_WHAT TO PRODUCE_
Rewrite the records from the line containing "Help me out: where is the side strake" through the end of the records, replacing "overcast sky" with "cloudy sky" and leaving everything else unchanged.

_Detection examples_
========

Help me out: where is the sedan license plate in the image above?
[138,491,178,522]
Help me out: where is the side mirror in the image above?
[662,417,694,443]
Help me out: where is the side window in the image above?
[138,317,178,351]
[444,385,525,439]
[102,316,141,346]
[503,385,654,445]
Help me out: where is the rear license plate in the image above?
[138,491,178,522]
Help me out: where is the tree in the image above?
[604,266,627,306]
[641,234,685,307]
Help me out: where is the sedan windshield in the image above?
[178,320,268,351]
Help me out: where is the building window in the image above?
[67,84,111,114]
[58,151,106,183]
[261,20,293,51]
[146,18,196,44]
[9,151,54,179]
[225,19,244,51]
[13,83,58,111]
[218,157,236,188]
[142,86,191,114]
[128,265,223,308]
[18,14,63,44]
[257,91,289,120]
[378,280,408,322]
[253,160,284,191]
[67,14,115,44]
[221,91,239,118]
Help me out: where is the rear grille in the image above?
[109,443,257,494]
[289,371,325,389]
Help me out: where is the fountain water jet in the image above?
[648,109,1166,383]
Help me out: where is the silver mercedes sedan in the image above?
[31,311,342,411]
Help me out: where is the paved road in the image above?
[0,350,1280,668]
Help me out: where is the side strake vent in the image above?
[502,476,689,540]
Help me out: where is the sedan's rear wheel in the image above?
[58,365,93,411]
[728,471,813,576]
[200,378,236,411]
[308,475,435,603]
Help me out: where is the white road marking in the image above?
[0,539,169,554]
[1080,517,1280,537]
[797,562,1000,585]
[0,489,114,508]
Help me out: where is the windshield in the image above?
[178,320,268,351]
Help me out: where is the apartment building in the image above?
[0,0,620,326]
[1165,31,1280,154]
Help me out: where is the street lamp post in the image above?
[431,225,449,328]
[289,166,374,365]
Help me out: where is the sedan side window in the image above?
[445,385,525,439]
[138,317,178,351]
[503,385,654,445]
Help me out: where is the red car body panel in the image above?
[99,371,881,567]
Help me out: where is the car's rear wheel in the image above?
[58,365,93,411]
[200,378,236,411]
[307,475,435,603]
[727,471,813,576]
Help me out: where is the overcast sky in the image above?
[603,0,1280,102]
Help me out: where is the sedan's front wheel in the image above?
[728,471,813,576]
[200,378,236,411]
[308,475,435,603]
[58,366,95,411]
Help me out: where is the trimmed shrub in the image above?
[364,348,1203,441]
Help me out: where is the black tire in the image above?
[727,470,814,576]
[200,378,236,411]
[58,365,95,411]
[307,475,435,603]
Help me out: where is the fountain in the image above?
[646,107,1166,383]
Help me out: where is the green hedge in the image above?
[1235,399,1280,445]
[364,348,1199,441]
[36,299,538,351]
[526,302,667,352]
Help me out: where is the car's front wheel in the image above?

========

_EXERCISE ANSWER_
Help me out: where is the side strake vent in the image above?
[502,476,689,540]
Help me out: where is the sedan's rear wheel in the image above?
[58,365,93,411]
[728,471,813,576]
[200,378,236,411]
[308,475,435,603]
Help me out: where is the white road marking in the image above?
[0,539,169,554]
[1080,517,1280,537]
[797,562,1000,585]
[0,489,114,508]
Help me out: where is the windshield in the image above?
[178,320,268,351]
Help me out: where is the apartment building in the image above?
[0,0,620,326]
[1165,31,1280,154]
Help me out: where is the street lamp post in the image above?
[431,225,449,328]
[289,166,374,365]
Help me out: where is the sedan side window in the image above?
[445,385,525,439]
[138,317,178,351]
[503,385,654,445]
Help me out: where is the red car body panel in the image above?
[99,371,881,567]
Help me out: where is the car's rear wheel in the image above?
[58,365,93,411]
[200,378,236,411]
[307,475,435,603]
[727,471,813,576]
Help me out: where is the cloudy sky in the image above?
[603,0,1280,102]
Help me out: where is the sedan's front wheel in the image above?
[728,471,813,576]
[200,378,236,411]
[308,475,435,603]
[58,366,95,411]
Help me out: where is the trimmed shrub in the image above?
[364,348,1203,441]
Help me out: where is the black tire in the image above?
[727,470,814,576]
[200,378,236,411]
[58,365,95,411]
[307,475,435,603]
Help me out: where is the fountain in the image above?
[646,107,1166,383]
Help me out: where is the green hedge in the image above?
[1235,399,1280,445]
[364,348,1199,441]
[36,299,538,351]
[526,302,667,352]
Help me out: where is the car's front wheel in the image above?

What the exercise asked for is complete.